● **EXTRAIT FOURNI**:
Don Juan, vous connaissez? Le séducteur mythique, dont les aventures se déroulent à Séville, défraie la chronique depuis des siècles. Dans la légende, cet aristocrate mène pendant des années une vie de débauche et de luxure, s’opposant aux règles sociales et religieuses, jusqu’au jour où il est puni. Mais a-t-il vraiment existé? En tout cas, à Séville, on aime bien imaginer que les auteurs qui ont créé le mythe se sont inspiré de Miguel de Mañara. Ce riche sévillan du XVIIe siècle a contribué avec sa fortune au développement de la Hermandad de la Santa Caridad (Confrérie de la Sainte Charité), dont le but était (est) de porter secours aux malades les plus démunis. Les chroniques de l’époque parlent de son dévouement envers les pauvres, qu’il soignait parfois de ses propres mains. Il a aussi financé en grande partie la construction de l’hôpital de la Confrérie, ainsi que de son église. Et tout cela, dit-on, après une période de sa vie vouée à la débauche…
De nos jours, on commence la visite de l’Hospital de la Caridad par un grand patio à colonnades. Divisé en deux par une galerie, il héberge deux fontaines de style italien surmontées par deux sculptures en marbre représentant la Foi et la Charité. La dernière fois où je l’ai visité, deux vieux messieurs étaient assis sur un banc à papoter. Des pensionnaires de l’hôpital, j’imagine. Je me suis dit qu’il est incroyable qu’une institution créée il y a trois siècles continue de fonctionner, exactement au même endroit.

● **DONNÉES EXTRAITES**:
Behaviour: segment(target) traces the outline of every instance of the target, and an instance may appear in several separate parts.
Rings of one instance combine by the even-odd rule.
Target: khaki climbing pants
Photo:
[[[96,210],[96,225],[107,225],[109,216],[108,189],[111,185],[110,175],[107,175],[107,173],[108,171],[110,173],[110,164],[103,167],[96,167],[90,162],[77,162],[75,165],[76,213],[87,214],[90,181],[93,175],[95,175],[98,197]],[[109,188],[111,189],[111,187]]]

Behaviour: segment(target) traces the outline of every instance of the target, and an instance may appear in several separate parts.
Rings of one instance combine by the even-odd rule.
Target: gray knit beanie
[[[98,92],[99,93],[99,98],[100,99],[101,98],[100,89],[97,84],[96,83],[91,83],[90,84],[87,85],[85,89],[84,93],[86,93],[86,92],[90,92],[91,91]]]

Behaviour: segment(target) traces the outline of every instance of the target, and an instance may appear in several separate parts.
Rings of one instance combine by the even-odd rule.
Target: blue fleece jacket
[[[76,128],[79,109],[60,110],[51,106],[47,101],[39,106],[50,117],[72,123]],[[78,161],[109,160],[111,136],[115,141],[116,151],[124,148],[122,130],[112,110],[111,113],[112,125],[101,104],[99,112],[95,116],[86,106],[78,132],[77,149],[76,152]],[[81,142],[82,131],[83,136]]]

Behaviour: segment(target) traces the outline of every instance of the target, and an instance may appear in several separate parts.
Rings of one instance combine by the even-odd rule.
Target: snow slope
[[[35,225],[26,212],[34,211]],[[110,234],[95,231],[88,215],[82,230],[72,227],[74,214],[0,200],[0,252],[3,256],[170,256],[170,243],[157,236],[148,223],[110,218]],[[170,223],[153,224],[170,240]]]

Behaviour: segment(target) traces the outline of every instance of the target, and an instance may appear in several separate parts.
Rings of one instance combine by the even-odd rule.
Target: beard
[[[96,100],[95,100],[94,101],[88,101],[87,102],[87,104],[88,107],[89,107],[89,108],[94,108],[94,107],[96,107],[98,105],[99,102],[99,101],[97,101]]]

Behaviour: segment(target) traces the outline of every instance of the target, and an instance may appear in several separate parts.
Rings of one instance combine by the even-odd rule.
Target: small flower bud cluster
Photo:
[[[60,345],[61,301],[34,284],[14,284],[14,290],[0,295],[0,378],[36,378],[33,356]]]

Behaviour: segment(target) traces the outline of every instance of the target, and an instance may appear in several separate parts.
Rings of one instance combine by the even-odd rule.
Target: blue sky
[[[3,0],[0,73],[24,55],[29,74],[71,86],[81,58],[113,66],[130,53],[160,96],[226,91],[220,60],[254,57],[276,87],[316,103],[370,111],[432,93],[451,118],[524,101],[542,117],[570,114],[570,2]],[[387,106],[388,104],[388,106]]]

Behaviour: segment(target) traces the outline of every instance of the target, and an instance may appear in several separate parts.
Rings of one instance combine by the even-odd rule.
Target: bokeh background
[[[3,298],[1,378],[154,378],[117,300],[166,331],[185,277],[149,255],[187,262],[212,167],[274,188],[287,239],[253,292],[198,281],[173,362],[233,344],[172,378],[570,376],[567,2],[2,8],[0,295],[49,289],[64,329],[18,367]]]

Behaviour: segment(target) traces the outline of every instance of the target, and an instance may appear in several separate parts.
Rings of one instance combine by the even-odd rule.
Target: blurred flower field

● **EXERCICES**:
a - Réécrivez sous forme de liste le paragraphe du texte sur l'Hospital de la Caridad qui commence par « De nos jours, on commence la visite », en gardant ses faits principaux.
b - Reprenez le texte sur l'Hospital de la Caridad après sa dernière phrase et écrivez-en la suite.

● **RÉPONSES PAR EXERCICE**:
a -
- La visite de l'Hospital de la Caridad commence aujourd'hui par un grand patio à colonnades, divisé en deux par une galerie.
- Ce patio abrite deux fontaines de style italien, surmontées de deux sculptures en marbre qui représentent la Foi et la Charité.
- Lors de la dernière visite racontée, deux vieux messieurs bavardaient sur un banc. C'étaient probablement des pensionnaires de l'hôpital.
- Une institution créée il y a trois siècles fonctionne toujours au même endroit.

b -
L’accès à l’église se fait à travers une porte au fond. On est tout de suite frappé par cet espace au baroque exacerbé, qui, pour mieux faire passer son message, a été conçu comme un décor théâtral. Les deux chefs-d’oeuvre de Valdés Leal accrochés à l’entrée nous rappellent avec un réalisme cru le caractère passager de la gloire et de la richesse: sur l’un, les cadavres d’un évêque et d’un chevalier, parés des habits du pouvoir, apparaissent rongés par les vers. Sur l’autre, la mort éteint d’une main la flamme de la vie et écrase d’un pied un globe terrestre. Ensuite, changement de registre grâce aux toiles de Murillo, quatre desquelles ont été emportées par le maréchal Soult en 1810, pendant la Guerre d’Indépendance espagnole (elles sont aujourd’hui remplacées par des reproductions): des scènes bibliques à la douceur caractéristique du peintre sévillan. Enfin, le maître-autel sert de scène à une Mise au tombeau de Pedro Roldán, dont les sculptures sont touchées d’un dramatisme émouvant. Cet ensemble artistique, un des plus remarquables d’Espagne, a été conçu pour éveiller chez le visiteur un sentiment d’humilité et de charité. Preuve ultime de cette vocation, Miguel de Mañara s’est fait enterrer sous le seuil de la porte principale de l’église, de façon à ce que les gens foulent sa pierre tombale en accédant au temple. Son épitaphe, taillé dans la pierre, dit: ici repose le pire homme qui ait jamais existé.